# [DO THIS]
Convert only the lines of the material below, from the line containing "red and white striped shirt ->" through the end of the material, into a JSON list of strings with one string per line. Leave out any blank lines.

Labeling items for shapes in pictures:
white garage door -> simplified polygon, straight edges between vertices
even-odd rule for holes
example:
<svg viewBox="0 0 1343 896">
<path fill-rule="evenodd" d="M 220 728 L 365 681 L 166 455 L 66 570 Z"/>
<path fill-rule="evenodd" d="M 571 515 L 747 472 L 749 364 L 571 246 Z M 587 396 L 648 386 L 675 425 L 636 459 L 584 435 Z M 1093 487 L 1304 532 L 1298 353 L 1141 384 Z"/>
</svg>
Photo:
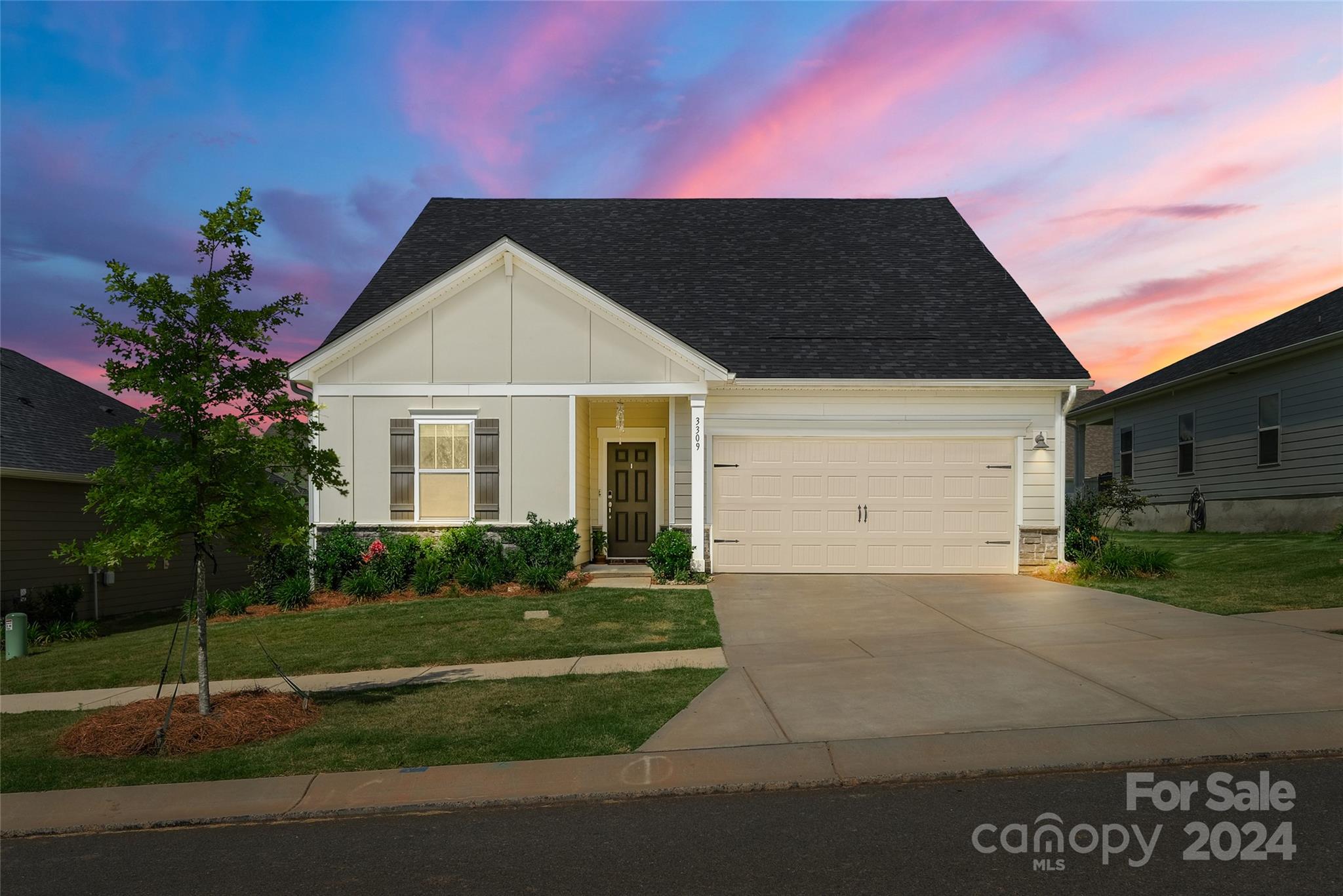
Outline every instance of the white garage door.
<svg viewBox="0 0 1343 896">
<path fill-rule="evenodd" d="M 1011 439 L 713 439 L 714 572 L 1011 572 Z"/>
</svg>

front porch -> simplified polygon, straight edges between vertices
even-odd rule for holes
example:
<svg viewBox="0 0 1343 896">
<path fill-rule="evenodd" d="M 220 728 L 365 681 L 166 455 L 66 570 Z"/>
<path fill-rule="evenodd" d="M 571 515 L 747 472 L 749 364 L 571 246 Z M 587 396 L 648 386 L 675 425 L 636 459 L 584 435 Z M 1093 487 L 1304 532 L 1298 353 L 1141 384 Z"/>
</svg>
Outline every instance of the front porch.
<svg viewBox="0 0 1343 896">
<path fill-rule="evenodd" d="M 702 433 L 702 396 L 575 398 L 573 516 L 583 562 L 594 557 L 592 529 L 606 532 L 612 562 L 645 560 L 663 528 L 704 529 L 704 439 L 697 449 L 693 433 L 696 415 Z"/>
</svg>

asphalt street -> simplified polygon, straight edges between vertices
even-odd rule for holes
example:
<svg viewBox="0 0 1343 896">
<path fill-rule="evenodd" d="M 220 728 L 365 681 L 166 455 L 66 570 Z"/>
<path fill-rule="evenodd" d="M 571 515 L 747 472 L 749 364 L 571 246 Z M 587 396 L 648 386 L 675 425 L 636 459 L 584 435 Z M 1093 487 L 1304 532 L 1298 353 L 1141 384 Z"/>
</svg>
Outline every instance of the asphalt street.
<svg viewBox="0 0 1343 896">
<path fill-rule="evenodd" d="M 1185 785 L 1189 809 L 1147 798 L 1127 809 L 1119 771 L 219 825 L 8 840 L 0 887 L 5 896 L 1343 892 L 1343 759 L 1151 772 L 1154 785 L 1174 782 L 1160 798 L 1195 783 Z M 1256 809 L 1207 807 L 1221 801 L 1214 772 L 1233 793 L 1248 782 L 1240 799 Z M 1064 852 L 1044 850 L 1049 822 Z M 1201 822 L 1207 857 L 1185 858 Z M 975 848 L 976 829 L 994 852 Z M 1150 858 L 1133 866 L 1142 844 Z M 1041 866 L 1058 860 L 1061 869 Z"/>
</svg>

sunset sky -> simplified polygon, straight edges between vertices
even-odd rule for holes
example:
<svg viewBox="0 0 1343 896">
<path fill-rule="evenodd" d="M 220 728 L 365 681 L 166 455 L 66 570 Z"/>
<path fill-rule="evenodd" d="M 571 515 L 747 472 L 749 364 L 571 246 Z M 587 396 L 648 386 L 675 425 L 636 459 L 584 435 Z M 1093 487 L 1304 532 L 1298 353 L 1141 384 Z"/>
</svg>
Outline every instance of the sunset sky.
<svg viewBox="0 0 1343 896">
<path fill-rule="evenodd" d="M 1343 285 L 1343 4 L 0 8 L 0 339 L 252 187 L 316 347 L 430 196 L 951 196 L 1103 387 Z"/>
</svg>

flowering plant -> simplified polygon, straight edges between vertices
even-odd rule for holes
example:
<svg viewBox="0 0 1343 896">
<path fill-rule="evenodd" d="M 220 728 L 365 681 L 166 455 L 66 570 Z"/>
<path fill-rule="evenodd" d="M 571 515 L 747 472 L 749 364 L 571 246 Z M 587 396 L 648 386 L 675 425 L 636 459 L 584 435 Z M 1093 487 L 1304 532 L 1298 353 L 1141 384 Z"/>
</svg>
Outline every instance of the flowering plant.
<svg viewBox="0 0 1343 896">
<path fill-rule="evenodd" d="M 373 539 L 373 543 L 368 545 L 368 551 L 364 551 L 364 563 L 372 563 L 373 560 L 387 555 L 387 545 L 383 544 L 381 539 Z"/>
</svg>

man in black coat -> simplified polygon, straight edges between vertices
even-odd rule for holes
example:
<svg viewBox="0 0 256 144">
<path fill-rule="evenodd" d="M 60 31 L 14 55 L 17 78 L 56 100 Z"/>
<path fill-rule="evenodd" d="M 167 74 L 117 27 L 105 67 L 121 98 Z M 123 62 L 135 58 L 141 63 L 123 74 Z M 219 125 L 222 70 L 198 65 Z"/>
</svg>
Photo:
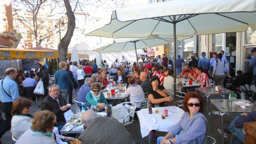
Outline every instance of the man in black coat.
<svg viewBox="0 0 256 144">
<path fill-rule="evenodd" d="M 70 106 L 67 105 L 64 97 L 60 94 L 60 88 L 58 85 L 53 84 L 49 86 L 49 94 L 43 100 L 42 106 L 42 111 L 48 110 L 55 114 L 57 117 L 55 126 L 66 124 L 64 114 L 70 109 Z"/>
<path fill-rule="evenodd" d="M 68 73 L 68 74 L 69 75 L 69 77 L 70 77 L 70 79 L 71 79 L 71 81 L 73 83 L 73 84 L 74 84 L 75 78 L 74 78 L 74 76 L 73 75 L 73 72 L 69 70 L 70 68 L 70 66 L 69 64 L 67 64 L 67 70 L 66 71 L 67 71 Z M 73 93 L 72 93 L 73 90 L 73 89 L 71 88 L 68 89 L 68 103 L 71 104 L 74 104 L 72 101 L 73 97 Z"/>
<path fill-rule="evenodd" d="M 118 81 L 120 83 L 120 81 L 122 80 L 124 81 L 124 83 L 127 83 L 128 82 L 127 80 L 127 77 L 124 74 L 122 74 L 122 71 L 120 69 L 117 70 L 117 74 L 115 76 L 113 81 L 115 81 L 117 82 Z"/>
<path fill-rule="evenodd" d="M 44 95 L 40 95 L 42 101 L 48 95 L 48 90 L 47 89 L 47 87 L 49 85 L 49 74 L 48 73 L 48 70 L 45 67 L 42 65 L 40 63 L 38 63 L 39 67 L 40 70 L 39 73 L 39 80 L 41 79 L 43 82 L 44 84 L 44 89 L 45 91 L 45 93 Z M 38 106 L 40 107 L 41 105 Z"/>
</svg>

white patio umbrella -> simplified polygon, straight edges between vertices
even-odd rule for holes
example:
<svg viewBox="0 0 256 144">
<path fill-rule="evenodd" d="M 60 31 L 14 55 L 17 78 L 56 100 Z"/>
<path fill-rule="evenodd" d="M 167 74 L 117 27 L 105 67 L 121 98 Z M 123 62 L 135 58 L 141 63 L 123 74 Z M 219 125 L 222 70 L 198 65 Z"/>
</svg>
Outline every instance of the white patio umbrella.
<svg viewBox="0 0 256 144">
<path fill-rule="evenodd" d="M 79 63 L 79 57 L 78 56 L 78 52 L 77 51 L 77 48 L 76 46 L 74 46 L 72 50 L 72 55 L 70 61 L 72 62 L 76 61 L 77 62 L 77 65 L 80 64 Z"/>
<path fill-rule="evenodd" d="M 147 53 L 142 51 L 139 51 L 137 52 L 137 56 L 139 56 L 140 55 L 146 55 L 147 54 Z"/>
<path fill-rule="evenodd" d="M 243 31 L 250 26 L 255 30 L 256 0 L 174 0 L 117 10 L 108 18 L 95 24 L 95 30 L 86 35 L 173 36 L 176 42 L 176 36 Z M 176 50 L 174 54 L 176 73 Z"/>
<path fill-rule="evenodd" d="M 136 55 L 138 54 L 137 50 L 169 43 L 173 41 L 172 37 L 150 36 L 144 38 L 124 38 L 114 39 L 106 43 L 95 47 L 93 50 L 103 53 L 121 52 L 135 50 Z M 138 58 L 137 58 L 137 62 Z"/>
</svg>

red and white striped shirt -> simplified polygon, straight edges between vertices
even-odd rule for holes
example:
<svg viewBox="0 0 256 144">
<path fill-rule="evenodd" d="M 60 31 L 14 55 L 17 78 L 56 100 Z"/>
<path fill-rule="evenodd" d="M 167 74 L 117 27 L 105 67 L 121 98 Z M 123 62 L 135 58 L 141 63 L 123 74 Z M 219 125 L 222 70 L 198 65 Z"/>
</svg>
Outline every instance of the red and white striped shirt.
<svg viewBox="0 0 256 144">
<path fill-rule="evenodd" d="M 209 85 L 209 78 L 205 73 L 202 72 L 201 75 L 198 74 L 196 80 L 200 82 L 205 83 L 203 87 L 206 87 Z"/>
<path fill-rule="evenodd" d="M 160 80 L 160 86 L 163 86 L 163 80 L 164 79 L 165 77 L 164 74 L 162 74 L 158 77 L 159 78 L 159 80 Z"/>
<path fill-rule="evenodd" d="M 154 72 L 154 73 L 153 73 L 153 74 L 152 74 L 152 76 L 157 76 L 157 77 L 159 77 L 160 74 L 161 74 L 160 72 L 156 70 L 155 71 L 155 72 Z"/>
</svg>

# [RESULT OF THE TASK]
[
  "red and white striped shirt -> simplified polygon, straight edges between vertices",
  "even-odd rule for holes",
  "example:",
  "<svg viewBox=\"0 0 256 144\">",
  "<path fill-rule=\"evenodd\" d=\"M 60 31 L 14 55 L 17 78 L 56 100 Z\"/>",
  "<path fill-rule=\"evenodd\" d=\"M 167 74 L 117 27 L 105 67 L 121 98 Z M 123 62 L 135 58 L 141 63 L 123 74 Z M 219 125 L 222 70 L 198 65 Z\"/>",
  "</svg>",
  "Outline every instance of the red and white striped shirt.",
  "<svg viewBox=\"0 0 256 144\">",
  "<path fill-rule=\"evenodd\" d=\"M 209 85 L 209 78 L 205 73 L 202 72 L 201 75 L 198 74 L 196 80 L 200 82 L 205 83 L 203 87 L 206 87 Z\"/>",
  "<path fill-rule=\"evenodd\" d=\"M 160 80 L 160 86 L 163 86 L 163 80 L 164 79 L 165 77 L 164 74 L 162 74 L 158 77 L 159 78 L 159 80 Z\"/>",
  "<path fill-rule=\"evenodd\" d=\"M 154 72 L 154 73 L 153 73 L 153 74 L 152 74 L 152 76 L 157 76 L 157 77 L 159 77 L 160 74 L 161 74 L 160 72 L 156 70 L 155 71 L 155 72 Z\"/>",
  "</svg>"
]